Requirements – Turn every line of the items below into a JSON list of strings, one string per line, skipping blank lines. Leave the pictures out of the list.

The input –
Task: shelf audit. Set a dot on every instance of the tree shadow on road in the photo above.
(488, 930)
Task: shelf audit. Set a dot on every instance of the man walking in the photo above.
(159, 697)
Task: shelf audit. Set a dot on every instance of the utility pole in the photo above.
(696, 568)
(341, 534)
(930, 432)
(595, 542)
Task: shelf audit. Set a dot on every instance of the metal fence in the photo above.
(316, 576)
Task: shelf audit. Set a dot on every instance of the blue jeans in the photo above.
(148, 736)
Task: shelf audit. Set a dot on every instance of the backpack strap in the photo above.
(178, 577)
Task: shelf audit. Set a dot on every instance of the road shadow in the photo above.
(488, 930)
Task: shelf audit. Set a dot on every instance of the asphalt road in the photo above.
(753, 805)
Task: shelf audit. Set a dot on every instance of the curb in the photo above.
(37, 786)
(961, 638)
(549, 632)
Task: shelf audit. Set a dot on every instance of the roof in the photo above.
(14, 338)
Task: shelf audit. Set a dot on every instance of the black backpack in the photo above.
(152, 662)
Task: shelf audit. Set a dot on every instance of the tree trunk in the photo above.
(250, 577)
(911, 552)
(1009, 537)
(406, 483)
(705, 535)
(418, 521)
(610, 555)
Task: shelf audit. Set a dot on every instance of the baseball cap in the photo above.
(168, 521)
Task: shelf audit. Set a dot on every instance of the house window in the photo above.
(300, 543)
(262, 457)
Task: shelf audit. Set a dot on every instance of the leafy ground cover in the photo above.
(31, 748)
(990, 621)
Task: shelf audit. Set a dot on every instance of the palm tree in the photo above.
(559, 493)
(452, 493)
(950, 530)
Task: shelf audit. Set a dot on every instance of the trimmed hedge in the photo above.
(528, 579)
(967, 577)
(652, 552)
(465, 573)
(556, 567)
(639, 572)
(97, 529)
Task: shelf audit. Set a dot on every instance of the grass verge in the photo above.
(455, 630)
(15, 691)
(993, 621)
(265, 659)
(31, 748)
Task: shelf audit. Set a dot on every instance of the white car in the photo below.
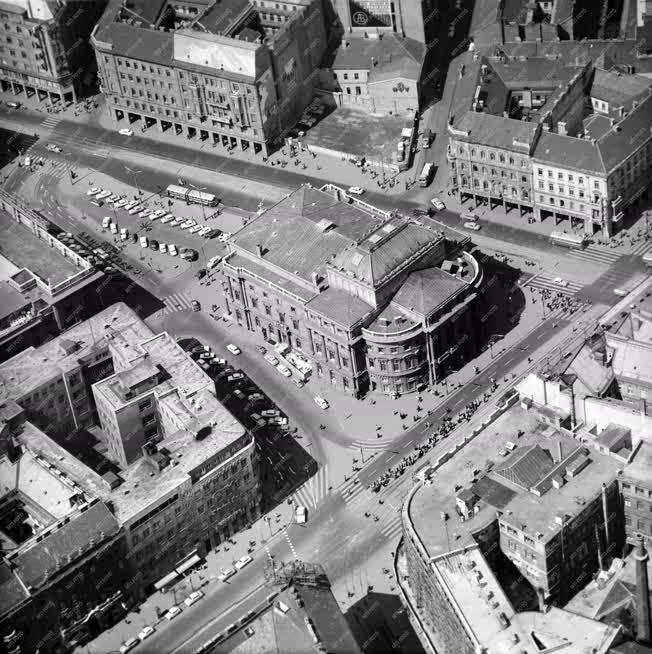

Task response –
[
  "Task: shelf audit. Set a dot on every instance of the tree shadow on road in the photo above.",
  "(488, 930)",
  "Task: shelf audit. Set a dot on every instance of the man walking in the photo above.",
  "(159, 697)",
  "Task: shelf audit. Set a dot on every instance of the utility pole in the photo above.",
  "(696, 568)",
  "(341, 534)",
  "(930, 432)",
  "(595, 542)",
  "Task: shelf audit. Set a dot on every instance of the metal fence in the photo above.",
  "(316, 576)",
  "Task: shelf audit. Set a dot on every instance of the blue jeans in the photo above.",
  "(148, 736)",
  "Task: shelf audit. Set a dot on every instance of the backpack strap in the photo above.",
  "(178, 577)",
  "Task: shelf audit. Set a dot on every instance of the road shadow in the photo above.",
  "(488, 930)",
  "Task: shelf audit. Set a dot on every instance of the asphalt road in the photo above.",
  "(753, 805)",
  "Task: shelf audit. Set a dot on every instance of the curb in the photo above.",
  "(37, 786)",
  "(961, 638)",
  "(549, 632)",
  "Task: shelf audit. Set a dot on every instance of the roof in the photo above.",
  "(14, 338)",
  "Task: shelf audit. Set a dot on every instance of the black backpack in the photo above.",
  "(152, 662)",
  "Task: shelf audit. Set a dot on every instance of the tree trunk in the photo above.",
  "(250, 577)",
  "(911, 552)",
  "(1009, 537)",
  "(406, 483)",
  "(705, 535)",
  "(418, 521)",
  "(610, 555)",
  "Task: shelf audit. Set a dot on every instance of the baseball cap in the photo above.",
  "(168, 521)",
  "Task: shelf audit. Set a dot on every instance of the house window in the photo above.",
  "(300, 543)",
  "(262, 457)",
  "Task: shelf audit. Set a dot on every instance of the leafy ground cover in the photo above.",
  "(31, 748)",
  "(990, 621)",
  "Task: shelf audit. Set a dot on every instance of the palm tree in the photo above.",
  "(559, 493)",
  "(452, 493)",
  "(950, 530)",
  "Task: shelf audit. Set a dot on every instance of the trimmed hedge in the photo above.",
  "(528, 579)",
  "(967, 577)",
  "(652, 552)",
  "(465, 573)",
  "(556, 567)",
  "(639, 572)",
  "(97, 529)",
  "Task: shelf audit. Set a dot on every instance of the grass verge in the photo above.",
  "(455, 630)",
  "(15, 691)",
  "(993, 621)",
  "(265, 659)",
  "(31, 748)",
  "Task: shelf audit. Set a dot on every instance of the white car in the photo below."
]